▸ **ÜBUNGSAUFGABE**: Stimmen die folgenden Aussagen mit dem Text über die Rekrutenausbildung überein? Beantworte jede mit Ja oder Nein und zitiere die entscheidenden Worte aus dem Text wörtlich. (a) Die Ausbildung fand in einer Kaserne in Cottbus statt. (b) Für das Heraustreten aus dem Zug gab es eine Woche Bau. (c) Der Vorfall mit dem Hund ereignete sich während eines Tagesmarschs.

▸ **VORLIEGENDER TEXT**:
----------------

In den ersten Wochen der Rekrutenausbildung in der Herrmann Löns Kaserne von Cottbus gab es wenig Anlass zu Spaß und Freude. Manchmal wurde ich gehänselt wegen meines Vornamens. "Leo ist doch ein Hundename" hieß es dann immer. Eines Tages befanden wir uns auf einem Übungs-Tagesmarsch um Cottbus herum und marschierten gerade durch einen kleinen Ort in der Nähe. Da kam aus einem Hauseingang ein wütender Hund auf uns zugeschossen und bellte den marschierenden Zug an. Hinter ihm rannte eine aufgeregte Frau, die immerzu schrie "Leo, hierher, Leo sofort hierher!" Ich scherte kurz aus dem Zug aus, marschierte auf sie zu, salutierte: "Hier bin ich, mein Name ist Leo!“ und lief dann wieder hinter dem Zug her. Der Unteroffizier und Unteroffiziersanwärter als Zugführer tobten. "Sie Arschloch, was fällt Ihnen ein? Sofort beim Spieß melden!" Aus einem marschierenden Zug herauszutreten war natürlich eine ungeheure Disziplinverweigerung gewesen. Der Spieß schiss mich zusammen nach allen Regeln der Kunst, als Rindvieh und Hornochse und normalerweise hätte mir für solch ein Vergehen mindestens eine Woche Bau geblüht. Aber zugleich konnten sich die Vorgesetzten doch kaum des Lachens erwahren, und meine Strafe fiel sehr milde aus, ich musste lediglich ein bisschen Nachtwache schieben.

----------------

[Rohdaten]
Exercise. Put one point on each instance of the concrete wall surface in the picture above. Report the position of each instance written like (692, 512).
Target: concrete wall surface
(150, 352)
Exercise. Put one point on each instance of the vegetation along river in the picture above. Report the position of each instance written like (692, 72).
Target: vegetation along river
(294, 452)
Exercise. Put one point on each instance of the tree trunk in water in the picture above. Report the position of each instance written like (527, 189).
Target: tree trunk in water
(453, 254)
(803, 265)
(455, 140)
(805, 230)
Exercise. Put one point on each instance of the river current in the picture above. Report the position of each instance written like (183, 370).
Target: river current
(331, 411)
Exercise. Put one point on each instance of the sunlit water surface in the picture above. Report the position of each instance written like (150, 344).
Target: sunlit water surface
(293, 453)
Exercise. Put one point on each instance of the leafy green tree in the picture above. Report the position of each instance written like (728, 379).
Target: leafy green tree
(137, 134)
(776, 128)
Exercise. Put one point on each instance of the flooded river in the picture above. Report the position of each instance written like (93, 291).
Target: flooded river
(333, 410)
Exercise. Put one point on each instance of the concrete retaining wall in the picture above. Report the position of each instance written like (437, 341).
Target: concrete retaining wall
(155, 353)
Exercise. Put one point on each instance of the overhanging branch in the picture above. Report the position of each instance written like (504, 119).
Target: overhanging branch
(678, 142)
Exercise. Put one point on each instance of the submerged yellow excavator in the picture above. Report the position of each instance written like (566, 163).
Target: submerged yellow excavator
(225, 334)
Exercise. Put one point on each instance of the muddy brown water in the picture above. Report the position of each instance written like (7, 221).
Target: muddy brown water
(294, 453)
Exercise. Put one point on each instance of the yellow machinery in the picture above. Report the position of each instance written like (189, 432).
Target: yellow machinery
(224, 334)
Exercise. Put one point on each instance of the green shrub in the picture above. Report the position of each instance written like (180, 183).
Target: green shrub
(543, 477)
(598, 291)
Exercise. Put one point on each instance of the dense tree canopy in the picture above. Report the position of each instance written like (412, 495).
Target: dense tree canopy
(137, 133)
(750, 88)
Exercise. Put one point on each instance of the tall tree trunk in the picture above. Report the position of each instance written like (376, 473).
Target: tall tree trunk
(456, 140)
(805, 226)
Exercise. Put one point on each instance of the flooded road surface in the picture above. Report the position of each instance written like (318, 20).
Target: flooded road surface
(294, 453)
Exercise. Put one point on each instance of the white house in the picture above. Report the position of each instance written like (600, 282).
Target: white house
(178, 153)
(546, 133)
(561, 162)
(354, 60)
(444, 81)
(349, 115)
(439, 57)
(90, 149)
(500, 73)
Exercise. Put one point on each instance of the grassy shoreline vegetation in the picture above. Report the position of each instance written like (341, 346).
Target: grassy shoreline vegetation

----------------

▸ **LÖSUNG**:
(a) Ja: „in der Herrmann Löns Kaserne von Cottbus“
(b) Nein: „meine Strafe fiel sehr milde aus, ich musste lediglich ein bisschen Nachtwache schieben“
(c) Ja: „befanden wir uns auf einem Übungs-Tagesmarsch um Cottbus herum“